▶ [Stored rows]
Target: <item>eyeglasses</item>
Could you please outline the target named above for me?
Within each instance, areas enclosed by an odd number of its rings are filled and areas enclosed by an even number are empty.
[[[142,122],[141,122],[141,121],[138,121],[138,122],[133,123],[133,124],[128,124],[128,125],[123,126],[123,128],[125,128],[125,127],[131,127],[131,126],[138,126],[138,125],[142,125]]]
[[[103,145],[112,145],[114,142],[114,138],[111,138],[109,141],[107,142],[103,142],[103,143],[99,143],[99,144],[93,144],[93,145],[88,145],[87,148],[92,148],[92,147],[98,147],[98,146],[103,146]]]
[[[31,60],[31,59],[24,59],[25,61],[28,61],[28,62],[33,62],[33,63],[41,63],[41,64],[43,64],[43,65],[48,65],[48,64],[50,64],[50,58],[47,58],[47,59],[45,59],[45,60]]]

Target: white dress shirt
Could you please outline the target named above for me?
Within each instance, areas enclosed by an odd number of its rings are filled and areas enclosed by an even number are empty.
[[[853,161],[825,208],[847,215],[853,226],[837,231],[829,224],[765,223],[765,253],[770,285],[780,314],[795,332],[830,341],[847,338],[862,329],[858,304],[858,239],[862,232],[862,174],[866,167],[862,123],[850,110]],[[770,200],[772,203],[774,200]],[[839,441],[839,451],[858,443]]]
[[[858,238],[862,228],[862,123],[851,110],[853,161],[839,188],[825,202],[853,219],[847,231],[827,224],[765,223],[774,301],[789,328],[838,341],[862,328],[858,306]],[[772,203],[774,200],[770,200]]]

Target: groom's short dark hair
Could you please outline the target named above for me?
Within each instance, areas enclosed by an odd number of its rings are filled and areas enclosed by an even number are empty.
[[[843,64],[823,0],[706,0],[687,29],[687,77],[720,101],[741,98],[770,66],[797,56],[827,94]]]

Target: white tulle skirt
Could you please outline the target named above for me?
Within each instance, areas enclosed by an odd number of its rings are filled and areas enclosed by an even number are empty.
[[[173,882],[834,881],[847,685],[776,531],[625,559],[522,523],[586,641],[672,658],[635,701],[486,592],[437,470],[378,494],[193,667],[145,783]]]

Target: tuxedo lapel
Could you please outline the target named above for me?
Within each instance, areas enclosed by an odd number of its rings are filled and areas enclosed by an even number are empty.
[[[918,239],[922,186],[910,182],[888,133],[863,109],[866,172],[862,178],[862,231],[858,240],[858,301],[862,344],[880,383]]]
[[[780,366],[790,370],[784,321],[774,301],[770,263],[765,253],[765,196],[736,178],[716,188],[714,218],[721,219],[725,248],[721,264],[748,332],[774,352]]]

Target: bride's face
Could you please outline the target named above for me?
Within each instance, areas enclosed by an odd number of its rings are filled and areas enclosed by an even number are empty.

▶ [The task] Please reproduce all of the data above, substituting "trace" for every occurrence of "outline" and leaving everything else the same.

▶ [Solution to the problem]
Target: <item>eyeglasses</item>
Could you please trace the target named above for me?
Within each instance, areas enclosed by an odd number of its rings are filled and areas enclosed by an even number are empty.
[[[142,122],[141,122],[141,121],[138,121],[138,122],[133,123],[133,124],[128,124],[128,125],[123,126],[123,128],[125,128],[125,127],[131,127],[131,126],[138,126],[138,125],[142,125]]]
[[[103,145],[112,145],[114,142],[114,138],[111,138],[109,141],[107,142],[103,142],[103,143],[99,143],[99,144],[93,144],[93,145],[88,145],[87,148],[92,148],[92,147],[98,147],[98,146],[103,146]]]
[[[31,60],[31,59],[24,59],[25,61],[28,61],[28,62],[33,62],[33,63],[41,63],[41,64],[43,64],[43,65],[48,65],[48,64],[50,64],[50,58],[47,58],[47,59],[45,59],[45,60]]]

Target: white dress shirt
Could you please trace the target named above for me?
Within each instance, areas enclosed by an odd number of its rings are filled and areas enclosed by an even number are empty.
[[[853,161],[825,208],[847,215],[853,226],[837,231],[829,224],[765,223],[765,253],[770,285],[780,314],[795,332],[830,341],[847,338],[862,329],[858,304],[858,239],[862,232],[862,174],[866,167],[862,123],[850,110]],[[770,200],[772,203],[774,200]],[[839,441],[839,451],[858,443]]]
[[[858,238],[862,228],[862,123],[851,110],[853,161],[839,188],[825,202],[853,219],[847,231],[827,224],[765,223],[774,301],[789,328],[838,341],[862,328],[858,306]],[[772,203],[774,200],[770,200]]]

Target: groom's short dark hair
Could you please trace the target named above for me?
Within each instance, areas enclosed by an odd number of its rings are filled and areas enclosed by an even number are empty.
[[[843,64],[823,0],[706,0],[687,29],[687,77],[720,101],[741,98],[770,66],[797,56],[827,94]]]

Target: white tulle skirt
Could you please trace the target named above for me?
Within each instance, areas enclosed by an odd number of its rings are filled and areas enclosed by an even number are empty.
[[[173,882],[834,881],[847,685],[776,531],[625,559],[522,523],[586,641],[672,658],[635,701],[486,592],[437,470],[378,494],[193,667],[145,783]]]

Target: tuxedo lapel
Could you please trace the target named above for me?
Within each instance, areas enclosed by an odd number of its rings are filled and areas enclosed by an even number are empty.
[[[918,239],[922,186],[910,182],[888,133],[863,109],[866,172],[862,178],[862,231],[858,240],[858,301],[862,344],[880,383]]]
[[[780,366],[790,370],[784,321],[774,301],[770,263],[765,253],[765,196],[736,178],[716,188],[714,218],[721,219],[725,248],[721,264],[748,332],[774,352]]]

Target: bride's face
Could you please trace the target named above for me?
Within each instance, areas enclosed by an odd number of its rings are filled and areas enclosed by an even number are empty.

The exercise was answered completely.